Collected data
Start
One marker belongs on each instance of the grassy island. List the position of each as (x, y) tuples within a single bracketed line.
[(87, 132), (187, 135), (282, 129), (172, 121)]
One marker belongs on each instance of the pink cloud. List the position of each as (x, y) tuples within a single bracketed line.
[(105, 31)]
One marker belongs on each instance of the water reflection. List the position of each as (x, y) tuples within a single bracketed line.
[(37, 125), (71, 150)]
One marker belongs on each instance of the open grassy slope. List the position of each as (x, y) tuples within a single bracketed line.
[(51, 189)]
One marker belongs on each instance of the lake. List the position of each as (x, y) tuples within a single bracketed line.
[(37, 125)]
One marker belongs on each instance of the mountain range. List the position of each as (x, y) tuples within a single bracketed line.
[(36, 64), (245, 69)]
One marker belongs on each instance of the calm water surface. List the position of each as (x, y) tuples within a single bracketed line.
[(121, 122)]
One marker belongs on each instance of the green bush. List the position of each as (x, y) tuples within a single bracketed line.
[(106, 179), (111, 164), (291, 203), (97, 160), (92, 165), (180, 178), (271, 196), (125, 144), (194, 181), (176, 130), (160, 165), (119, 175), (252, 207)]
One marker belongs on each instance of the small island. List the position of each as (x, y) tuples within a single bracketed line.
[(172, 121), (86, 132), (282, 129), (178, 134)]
End
- [Your task]:
Please rewrite all of the material above, replacing every "marker" with "pin" and leaving everything else unchanged.

- [Answer to this exercise]:
One pin belongs on each instance of the grassy island. List the position of each as (x, y) tuples within a single bracketed line.
[(87, 132), (187, 135), (282, 129), (172, 121)]
One pin belongs on each instance of the pink cloud. List the position of each as (x, y) tuples within a single bracketed line.
[(105, 31)]
One pin belongs on each instance of the water reflection. List the position of each as (x, y) tuples within a single bracketed line.
[(37, 125), (71, 150)]
One pin belongs on each instance of the open grassy slope. List the position of each as (x, y) tuples within a single bracketed line.
[(51, 189)]
One pin belongs on each instance of the lake. List the position of each as (x, y) tuples within a single bracketed line.
[(37, 125)]
One pin belongs on each instance of the mountain range. List the position of each as (x, y) tuples within a single bracketed line.
[(36, 64), (245, 69)]
One pin belongs on each instance of the calm water surface. List the position of each as (x, y) tuples within a single bracketed line.
[(121, 122)]
One pin belongs on each instance of the green bush. List the position of each as (x, y) tuples within a single bracketed line.
[(106, 179), (111, 164), (291, 203), (97, 160), (92, 165), (180, 178), (271, 196), (125, 144), (194, 181), (176, 130), (160, 165), (119, 175), (252, 207)]
One pin belongs on each instance of the small island. List the position of each as (x, y) tuples within a single bracketed line.
[(172, 121), (86, 132), (282, 129), (178, 134)]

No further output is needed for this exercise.